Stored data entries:
◇ ◇ ◇ ◇

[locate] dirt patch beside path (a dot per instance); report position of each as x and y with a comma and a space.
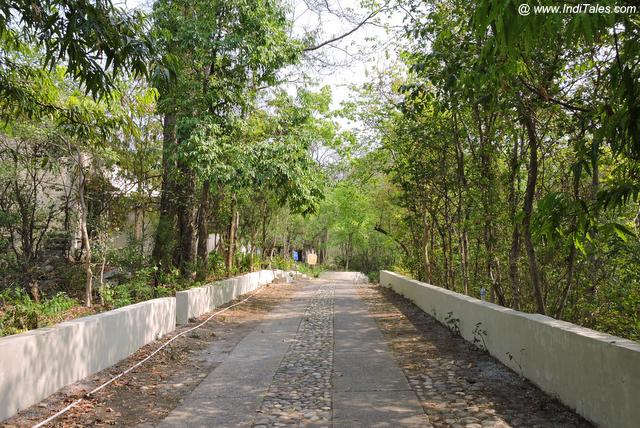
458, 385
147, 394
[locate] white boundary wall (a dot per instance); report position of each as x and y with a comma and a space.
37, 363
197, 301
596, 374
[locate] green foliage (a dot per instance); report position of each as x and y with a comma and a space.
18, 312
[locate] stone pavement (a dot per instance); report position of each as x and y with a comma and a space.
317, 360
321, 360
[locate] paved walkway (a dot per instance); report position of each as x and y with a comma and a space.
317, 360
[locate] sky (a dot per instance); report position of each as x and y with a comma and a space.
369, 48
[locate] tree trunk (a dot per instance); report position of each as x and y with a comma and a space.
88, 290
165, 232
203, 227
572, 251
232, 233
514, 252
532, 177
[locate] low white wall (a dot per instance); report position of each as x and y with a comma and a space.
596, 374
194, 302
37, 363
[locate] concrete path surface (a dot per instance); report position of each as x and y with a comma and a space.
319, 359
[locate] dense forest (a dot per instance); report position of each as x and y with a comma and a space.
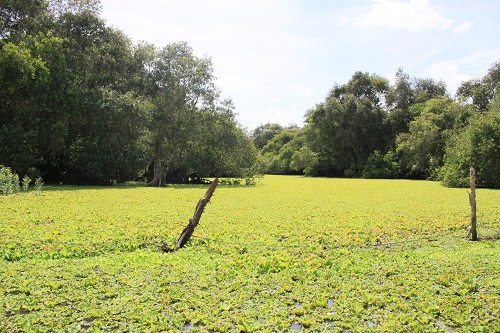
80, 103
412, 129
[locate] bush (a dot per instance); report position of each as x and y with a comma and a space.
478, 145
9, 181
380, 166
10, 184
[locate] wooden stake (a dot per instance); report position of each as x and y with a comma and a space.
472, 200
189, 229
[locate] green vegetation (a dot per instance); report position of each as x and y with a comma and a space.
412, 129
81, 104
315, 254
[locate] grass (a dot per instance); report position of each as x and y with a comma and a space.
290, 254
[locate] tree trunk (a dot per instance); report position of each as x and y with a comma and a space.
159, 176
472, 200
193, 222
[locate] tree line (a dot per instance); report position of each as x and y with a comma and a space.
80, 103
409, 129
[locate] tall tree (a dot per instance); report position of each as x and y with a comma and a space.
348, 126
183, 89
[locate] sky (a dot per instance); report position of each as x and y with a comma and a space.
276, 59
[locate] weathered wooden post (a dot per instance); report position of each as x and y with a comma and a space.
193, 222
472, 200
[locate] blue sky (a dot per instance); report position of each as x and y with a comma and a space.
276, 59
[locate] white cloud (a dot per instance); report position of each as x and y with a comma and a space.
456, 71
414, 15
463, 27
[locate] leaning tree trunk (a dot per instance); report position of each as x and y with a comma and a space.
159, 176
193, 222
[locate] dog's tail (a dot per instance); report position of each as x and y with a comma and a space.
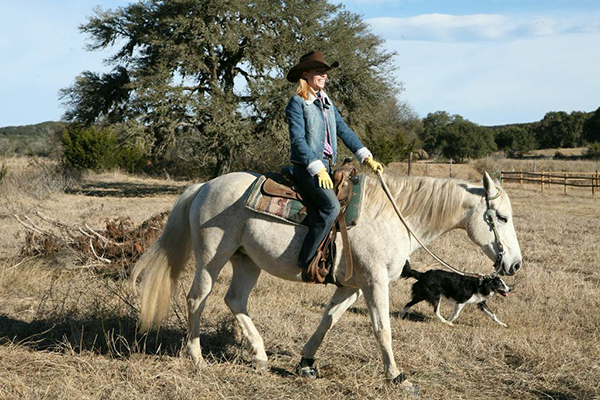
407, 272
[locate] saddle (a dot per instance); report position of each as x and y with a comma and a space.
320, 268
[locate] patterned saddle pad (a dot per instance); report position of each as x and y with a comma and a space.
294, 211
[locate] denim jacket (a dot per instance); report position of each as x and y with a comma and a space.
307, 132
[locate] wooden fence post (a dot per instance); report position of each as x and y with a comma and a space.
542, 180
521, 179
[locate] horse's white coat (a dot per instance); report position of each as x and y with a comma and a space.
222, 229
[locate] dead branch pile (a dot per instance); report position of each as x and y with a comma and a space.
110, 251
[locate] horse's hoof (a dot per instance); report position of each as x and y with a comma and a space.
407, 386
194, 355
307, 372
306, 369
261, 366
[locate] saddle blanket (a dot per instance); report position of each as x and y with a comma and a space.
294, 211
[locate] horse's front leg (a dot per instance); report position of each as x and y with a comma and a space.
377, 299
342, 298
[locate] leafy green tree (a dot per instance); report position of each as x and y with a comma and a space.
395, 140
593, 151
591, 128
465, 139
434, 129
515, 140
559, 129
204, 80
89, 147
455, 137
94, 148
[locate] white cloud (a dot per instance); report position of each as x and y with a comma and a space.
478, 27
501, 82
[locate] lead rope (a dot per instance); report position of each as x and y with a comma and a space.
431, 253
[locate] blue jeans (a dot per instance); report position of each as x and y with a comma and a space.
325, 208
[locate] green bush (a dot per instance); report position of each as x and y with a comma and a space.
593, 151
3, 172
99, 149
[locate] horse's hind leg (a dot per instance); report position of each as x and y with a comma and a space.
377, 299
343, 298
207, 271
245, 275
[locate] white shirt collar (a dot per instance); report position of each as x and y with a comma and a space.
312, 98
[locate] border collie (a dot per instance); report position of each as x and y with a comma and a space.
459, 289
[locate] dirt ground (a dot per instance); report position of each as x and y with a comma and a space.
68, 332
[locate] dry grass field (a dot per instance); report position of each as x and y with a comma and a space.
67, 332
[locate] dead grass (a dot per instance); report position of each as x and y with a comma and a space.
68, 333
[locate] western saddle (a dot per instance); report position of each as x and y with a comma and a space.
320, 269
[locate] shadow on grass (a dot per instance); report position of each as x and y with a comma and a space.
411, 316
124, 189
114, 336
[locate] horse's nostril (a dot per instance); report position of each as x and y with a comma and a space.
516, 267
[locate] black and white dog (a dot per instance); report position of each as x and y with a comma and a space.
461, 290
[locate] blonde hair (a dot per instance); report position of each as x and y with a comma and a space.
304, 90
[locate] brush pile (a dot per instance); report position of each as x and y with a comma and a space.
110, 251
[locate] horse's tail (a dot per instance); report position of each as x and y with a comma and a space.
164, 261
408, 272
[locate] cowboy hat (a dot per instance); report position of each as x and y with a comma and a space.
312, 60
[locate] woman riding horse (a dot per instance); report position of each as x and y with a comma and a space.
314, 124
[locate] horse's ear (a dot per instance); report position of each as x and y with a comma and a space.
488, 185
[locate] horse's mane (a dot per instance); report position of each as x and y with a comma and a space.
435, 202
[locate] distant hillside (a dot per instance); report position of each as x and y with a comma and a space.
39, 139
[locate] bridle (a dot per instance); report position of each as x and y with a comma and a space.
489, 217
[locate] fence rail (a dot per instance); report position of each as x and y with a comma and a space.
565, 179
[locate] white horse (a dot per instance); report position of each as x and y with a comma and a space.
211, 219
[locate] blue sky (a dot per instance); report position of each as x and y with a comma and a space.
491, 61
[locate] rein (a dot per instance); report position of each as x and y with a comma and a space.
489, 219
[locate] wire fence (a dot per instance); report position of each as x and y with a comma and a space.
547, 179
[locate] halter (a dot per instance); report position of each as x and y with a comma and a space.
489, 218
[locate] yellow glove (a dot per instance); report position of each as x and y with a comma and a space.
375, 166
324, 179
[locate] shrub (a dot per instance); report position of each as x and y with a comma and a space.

◇ ◇ ◇ ◇

▶ _Task description_:
Leave out the pictures and return the rest of the records exactly.

▶ _Result for this exercise_:
[locate] dirt patch beside path (a dot per instance); report position of each as x and y with a comma and a space.
458, 385
147, 394
[locate] white boundary wall (a dot per instance); report position of each as x and y with a comma and a space.
37, 363
197, 301
596, 374
[locate] green foliage (a dot per instance); report position of each as x and y with a comma and a space.
18, 312
[locate] stone pavement (a dot per instance); report position of each as x and y with a comma and a space.
317, 360
321, 360
[locate] paved walkway (a dot per instance); report position of each as x and y with a comma and a space.
317, 360
[locate] sky (a dot per instance); report position of each as x and y with a comma and a space.
369, 48
[locate] tree trunk (a dot per instance); report position of each as x and y with a comma and a space.
88, 290
165, 232
203, 227
572, 251
232, 233
514, 252
532, 177
[locate] low white wall (a dot per instance); report position of each as x and y with a comma and a space.
596, 374
194, 302
37, 363
[locate] concrete path surface (a dot per instance); report position of each as x and y with a comma and a space.
319, 359
[locate] dense forest (a dot per instance); report position of each as x and y with a comma and a space.
80, 103
412, 129
[locate] bush (a dot per instance); report position of each as x and y with a comma and a space.
478, 145
9, 181
380, 166
10, 184
[locate] wooden stake (a dot per instance); report position of each as x and y with a comma and a space.
472, 200
189, 229
[locate] green vegetation (a dot per instance); report position of each as x and y with a comma and a space.
412, 129
81, 104
315, 254
[locate] grass (a dot per instance); report position of each as x and y with a comma and a space.
290, 254
[locate] tree trunk (a dot per instance); report position of each as x and y with a comma and a space.
159, 176
472, 200
193, 222
[locate] tree line (a dot per instance); report position of each as x and y with a comma and a space.
80, 103
409, 129
[locate] tall tree (a dot per instance); report position of each as x and y with a comma and a space.
348, 126
183, 89
[locate] sky (a dot per instance); report position of each as x and y with a comma and a space.
276, 59
[locate] weathered wooden post (a dot per instance); report position of each as x and y with a comma and a space.
193, 222
472, 200
[locate] blue sky (a dot per instance); report position of each as x and y with a comma and a space.
276, 59
[locate] white cloud (a dot per instance); report position of each as x and y with a comma and a space.
456, 71
414, 15
463, 27
[locate] leaning tree trunk (a dot per instance); report position of each as x and y with a comma and a space.
159, 176
193, 222
[locate] dog's tail (a dot per instance); report position of each as x and y with a comma and a space.
407, 272
[locate] saddle (a dot per instance); report position of each as x and y with a comma and a space.
320, 268
[locate] patterned saddle pad (a dot per instance); report position of each as x and y with a comma and a space.
294, 211
[locate] denim jacket (a dot per instance); report position of each as x and y with a comma and a space.
307, 132
[locate] wooden fence post (a dot per instance); report position of each as x and y with a comma and a space.
542, 180
521, 179
[locate] horse's white coat (a dot per instance); report position of each as x and y with a comma and a space.
222, 229
[locate] dead branch pile (a dot per instance); report position of each as x and y with a comma and a space.
110, 251
[locate] horse's hoof (a dot per instance); report position of each as x and y with a comma and a space.
407, 386
194, 355
307, 372
306, 369
261, 366
[locate] saddle blanket (a dot per instance); report position of each as x and y with a comma and a space.
294, 211
[locate] horse's front leg (a dot per instance); report position of each as x and y with a comma and a space.
377, 299
342, 298
[locate] leafy green tree (a dot per instance); report position of each as x and y with a comma and a space.
395, 140
593, 151
591, 128
465, 139
434, 129
515, 140
559, 129
204, 80
89, 147
455, 137
94, 148
[locate] white cloud (a dot per instance); report position of each as x and y with a comma and a space.
478, 27
501, 82
[locate] lead rope (a dot per instance); report position of each as x and y with a comma and a space.
431, 253
[locate] blue jeans (a dot per instance); report position of each as x and y with a comma and a space.
325, 208
[locate] green bush (a dot per instance); report position of each as x and y with a comma and a space.
593, 151
3, 172
99, 149
[locate] horse's hind leg (a dot per instance); report position of each as x and y with a comma and a space.
377, 299
343, 298
207, 271
245, 275
[locate] white shirt collar (a dot per instance); report position of each as x and y with a comma and a space.
312, 98
[locate] border collie (a dot per instance); report position of each as x and y with a comma and a space.
459, 289
[locate] dirt ground (a dot per instance); report position of each as x and y with a comma and a space.
68, 332
[locate] dry grass field (a dot per instance); report position of each as x and y with a comma and a space.
67, 332
[locate] dead grass (a dot per instance); report position of each as x and y with a comma and a space.
68, 333
[locate] western saddle (a dot per instance); report position of each as x and y with a comma and a space.
320, 269
[locate] shadow on grass (a dot per instance); report position of each as x and y with a comma and a space.
411, 316
124, 189
114, 336
[locate] horse's nostril (a dot per instance); report position of each as x and y with a comma and a space.
516, 267
[locate] black and white dog (a dot per instance); report position of each as x and y with a comma and a space.
461, 290
[locate] blonde hair (a dot per instance); report position of each as x and y with a comma and a space.
304, 90
[locate] brush pile (a dot per instance); report position of each as x and y with a comma and a space.
110, 251
[locate] horse's tail (a dot per instance); report position of each as x and y with a comma and a space.
164, 261
408, 272
[locate] cowboy hat (a dot per instance); report position of each as x and y with a comma and a space.
312, 60
[locate] woman riding horse (a dot per instance); report position of each as x and y with a comma and a space.
314, 124
[locate] horse's ear (a dot per instance); report position of each as x and y with a comma and a space.
488, 185
[locate] horse's mane (a dot per instance); report position of each as x and y with a comma and a space.
435, 202
[locate] distant hillside (a dot per instance); report position of each as x and y with a comma and a space.
39, 139
[locate] bridle (a dot per instance); report position of each as x and y with a comma and a space.
489, 217
[locate] fence rail (a dot per instance); report position of each as x and y with a comma and a space.
565, 179
[locate] white horse (a dot per instance); report position of each as x and y with a comma and a space.
211, 219
[locate] blue sky (a dot per instance); report position of each as x and y with a comma and a space.
491, 61
[locate] rein (a dot per instance); report position of each as x and y with a comma and a space.
489, 219
[locate] wire fence (a dot per instance); report position of each as x and y with a comma and a space.
547, 179
[locate] halter (a dot per instance); report position of each as x and y with a comma and a space.
489, 218
[locate] yellow glove (a dot per instance); report position of each as x and y with a comma and a space.
375, 166
324, 179
[locate] shrub (a dot per instance); report position of each as x and y with a comma and a space.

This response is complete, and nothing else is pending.